_Short problem_: From the text about the RDP ship propulsor, retype the part that begins with the words containing "The RDP an innovative" and ends with "more versatile [1].".

Fig. 1. The layout of the ship power transmission (a) Equipped with a traditional propulsion (b) Equipped with an RDP.
The RDP an innovative type of combined motor propulsor commonly known as a shaftless propeller, fundamentally changes traditional propulsion by connecting the driving engine to a shroud encircling the propeller. Instead of being driven by a shaft like traditional propellers, the RDP utilizes a circular rim connected to the blade tips to generate torque. The motor stator is positioned within the surrounding duct or nozzle, while the PM rotor is housed within the duct itself, as shown in Fig. 2(a). This integrated design, where the stator and rotor are separated by a seawater-filled gap for cooling and do not require waterproofing during rotation (see Fig. 2(b)) for internal configuration), offers significant advantages. It optimizes hull space utilization, resulting in a more spacious ER and enabling flexible equipment arrangement, thereby making the ship more versatile [1].
Fig. 2.(a) Integrated design mechanism (b) Internal arrangement for RDP.
The RDP is most comparable to the DP in terms of construction and operation, as the propeller blades are mounted on a rotating rotor within a duct-shaped structure.
However, unlike the DP, which relies on a shaft system for propulsion, the RDP operates without one. In contrast to DP, RDP do not have tip clearance; instead, the duct and rotor surfaces create a gap for fluid flow. Both RDP and DP exhibit similar hydrodynamic characteristics, resulting in high efficiency and low noise propulsion [2, 3, 4]. A DP with Kaplan propeller and 19A duct was numerically analyzed under different conditions and oblique flows. [5, 6]. Some researchers access the DP experimental findings to confirm the accuracy of the numerical simulations because ofthe structural similarities between DP and the RDP [7]. A notable advantage of RDPs is their independence from the wake effects generated by the fairwater and rudder, resulting in uniform inflow and lower noise levels [8]. The RDP due to installed in vertical or horizontal through-body tunnels at both the front and rear of the vehicle, enhancing maneuverability [9]. Furthermore, it is vital to synchronize the hydrodynamic characteristics of the RDPs with relevant parameters to achieve optimal efficiency. Factors influencing hydrodynamic efficiency include the propeller's structural design, gap thickness [10], bollard pull condition [11] duct size and shape, and more [12]. Numerous studies have explored various aspects of RDP design and performance [13, 14, 15]. These investigations are often undertaken using physical experiments, numerical simulations, and combined methods [16, 17]. A ring thruster propulsion system was experimentally conducted to determine relevant hydrodynamic performance [18]. RDPs offer significant hydrodynamic and structural advantages compared to traditional propellers. However, as a relatively new propulsion technology, they still present challenges in design and performance analysis that require further research.

_Extracted data_:
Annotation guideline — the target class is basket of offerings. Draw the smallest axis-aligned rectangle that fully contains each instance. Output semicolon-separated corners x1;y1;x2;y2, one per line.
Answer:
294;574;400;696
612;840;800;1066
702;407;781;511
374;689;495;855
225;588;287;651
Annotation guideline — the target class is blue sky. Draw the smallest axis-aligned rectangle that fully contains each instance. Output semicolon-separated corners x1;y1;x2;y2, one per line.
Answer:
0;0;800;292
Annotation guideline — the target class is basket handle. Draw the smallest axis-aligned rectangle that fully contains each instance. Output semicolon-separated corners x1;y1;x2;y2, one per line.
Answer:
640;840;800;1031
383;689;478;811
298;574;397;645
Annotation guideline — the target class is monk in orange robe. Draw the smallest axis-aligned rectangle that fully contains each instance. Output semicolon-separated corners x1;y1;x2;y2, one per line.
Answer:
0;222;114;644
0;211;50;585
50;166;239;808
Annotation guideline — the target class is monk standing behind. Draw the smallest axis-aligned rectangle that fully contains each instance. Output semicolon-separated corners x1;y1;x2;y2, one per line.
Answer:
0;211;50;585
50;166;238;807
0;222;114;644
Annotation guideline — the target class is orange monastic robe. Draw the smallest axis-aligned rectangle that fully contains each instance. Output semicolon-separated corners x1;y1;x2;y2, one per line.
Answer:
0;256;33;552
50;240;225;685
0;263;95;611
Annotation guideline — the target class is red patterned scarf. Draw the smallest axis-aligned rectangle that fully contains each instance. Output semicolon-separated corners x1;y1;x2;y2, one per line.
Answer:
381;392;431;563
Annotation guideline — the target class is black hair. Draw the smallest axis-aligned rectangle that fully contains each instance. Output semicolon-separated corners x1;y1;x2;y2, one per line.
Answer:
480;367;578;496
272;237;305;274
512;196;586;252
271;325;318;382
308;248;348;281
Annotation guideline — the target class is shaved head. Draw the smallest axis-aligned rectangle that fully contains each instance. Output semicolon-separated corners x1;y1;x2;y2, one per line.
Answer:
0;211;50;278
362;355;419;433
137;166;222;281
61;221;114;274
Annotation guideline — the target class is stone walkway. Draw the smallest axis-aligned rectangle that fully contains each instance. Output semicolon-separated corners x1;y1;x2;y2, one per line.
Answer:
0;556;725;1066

_Written response_:
The RDP an innovative type of combined motor propulsor commonly known as a shaftless propeller, fundamentally changes traditional propulsion by connecting the driving engine to a shroud encircling the propeller. Instead of being driven by a shaft like traditional propellers, the RDP utilizes a circular rim connected to the blade tips to generate torque. The motor stator is positioned within the surrounding duct or nozzle, while the PM rotor is housed within the duct itself, as shown in Fig. 2(a). This integrated design, where the stator and rotor are separated by a seawater-filled gap for cooling and do not require waterproofing during rotation (see Fig. 2(b)) for internal configuration), offers significant advantages. It optimizes hull space utilization, resulting in a more spacious ER and enabling flexible equipment arrangement, thereby making the ship more versatile [1].